● WHAT THE EXERCISE ASKS
Produce an exact copy of the data below.

● RECORDS TO USE
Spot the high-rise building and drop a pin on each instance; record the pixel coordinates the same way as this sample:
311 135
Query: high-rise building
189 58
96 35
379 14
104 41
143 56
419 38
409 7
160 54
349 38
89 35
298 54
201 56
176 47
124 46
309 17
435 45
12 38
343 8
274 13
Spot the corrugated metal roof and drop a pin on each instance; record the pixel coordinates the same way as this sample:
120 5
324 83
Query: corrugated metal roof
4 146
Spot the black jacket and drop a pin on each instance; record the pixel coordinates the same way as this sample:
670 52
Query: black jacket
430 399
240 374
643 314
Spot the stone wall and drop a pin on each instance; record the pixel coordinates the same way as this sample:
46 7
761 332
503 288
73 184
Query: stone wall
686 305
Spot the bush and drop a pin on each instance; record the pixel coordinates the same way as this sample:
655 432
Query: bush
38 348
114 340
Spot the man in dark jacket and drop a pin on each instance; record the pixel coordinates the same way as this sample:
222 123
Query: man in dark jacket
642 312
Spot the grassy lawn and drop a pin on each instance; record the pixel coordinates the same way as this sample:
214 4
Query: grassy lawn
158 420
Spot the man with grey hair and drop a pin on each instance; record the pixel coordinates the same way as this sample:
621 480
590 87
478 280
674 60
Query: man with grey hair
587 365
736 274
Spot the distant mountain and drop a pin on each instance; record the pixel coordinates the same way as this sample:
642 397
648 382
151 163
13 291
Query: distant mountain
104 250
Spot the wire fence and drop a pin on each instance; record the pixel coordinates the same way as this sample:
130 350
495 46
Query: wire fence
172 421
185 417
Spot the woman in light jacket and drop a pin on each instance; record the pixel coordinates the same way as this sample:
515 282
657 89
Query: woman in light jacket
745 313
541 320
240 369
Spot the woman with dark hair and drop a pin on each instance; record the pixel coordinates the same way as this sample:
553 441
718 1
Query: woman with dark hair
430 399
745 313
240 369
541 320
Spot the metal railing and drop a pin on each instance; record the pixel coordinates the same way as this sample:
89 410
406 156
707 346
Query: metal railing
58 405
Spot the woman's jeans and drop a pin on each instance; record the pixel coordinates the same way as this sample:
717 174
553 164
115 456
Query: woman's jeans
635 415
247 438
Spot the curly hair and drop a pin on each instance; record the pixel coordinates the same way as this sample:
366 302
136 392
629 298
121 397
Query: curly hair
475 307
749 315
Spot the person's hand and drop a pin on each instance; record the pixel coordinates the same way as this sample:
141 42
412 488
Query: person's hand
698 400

● TASK RESULT
Spot the high-rise building and drop a pin on each instance; record the pixel coordinates the same way as this sample:
311 135
Query: high-rise building
189 58
96 35
379 14
104 41
143 56
419 38
409 7
160 54
349 38
89 35
298 54
201 56
176 47
124 46
309 17
435 45
12 38
343 8
274 13
Spot the corrugated metal roof and drop a pin on each instance; record the pixel coordinates the same way as this sample:
120 5
324 83
Query: corrugated metal roof
4 146
Spot the black jacket and drop a pin on each instance; record the pixel coordinates the same way as this sample:
670 52
Query: black jacket
430 399
240 374
643 314
Spot the stone wall and drop a pin on each instance; record the pixel coordinates the same way as this sample:
46 7
761 332
503 288
73 184
Query: stone wall
686 305
Spot the bush and drop a pin on each instance; record the pixel coordinates the same way as this sample:
655 432
Query: bush
38 348
114 340
Spot the man in dark jacket and drop a pin on each instance; record the pixel coordinates the same way as this sample:
222 123
Query: man in dark jacket
642 312
Spot the grassy lawn and drop a pin on each instance; record the pixel coordinates the same way as this sample:
214 4
Query: grassy lawn
158 420
Spot the man with grey hair and drop a pin on each instance; record the pixel coordinates the same way as this sample:
621 480
590 87
478 280
674 60
Query: man with grey hair
587 365
736 274
Spot the distant mountain and drop a pin on each instance; record the pixel coordinates the same way as this sample:
642 397
648 382
151 163
13 291
Query: distant mountain
104 250
Spot the wire fence and drop a pin on each instance; record the pixel coordinates the same way as this sample:
130 350
495 46
Query: wire fence
172 421
185 417
Spot the woman in light jacket and drop a pin on each instance; record the pixel coordinates the same way as this sample:
515 282
657 89
Query: woman in light jacket
745 313
541 320
240 369
Spot the woman with dark hair and drop a pin on each instance; record the pixel coordinates the same way as this sample:
553 441
718 1
Query: woman with dark hair
430 399
745 313
240 369
541 320
Spot the metal railing and drop a pin on each instance; record the pixel coordinates the same way as this sample:
89 410
406 156
707 346
Query: metal railing
58 405
Spot the woman's jeans and drop a pin on each instance; record the pixel coordinates the same way as this sample:
717 174
553 164
115 456
Query: woman's jeans
635 415
247 438
Spot the curly hair and drop a pin on each instance; record the pixel coordinates the same way as this sample:
366 302
136 392
629 298
121 397
Query: curly hair
475 307
749 315
Spot the person's hand and drop a pin on each instance; record the pixel coordinates the same way as this sample:
141 42
412 488
Query: person's hand
698 400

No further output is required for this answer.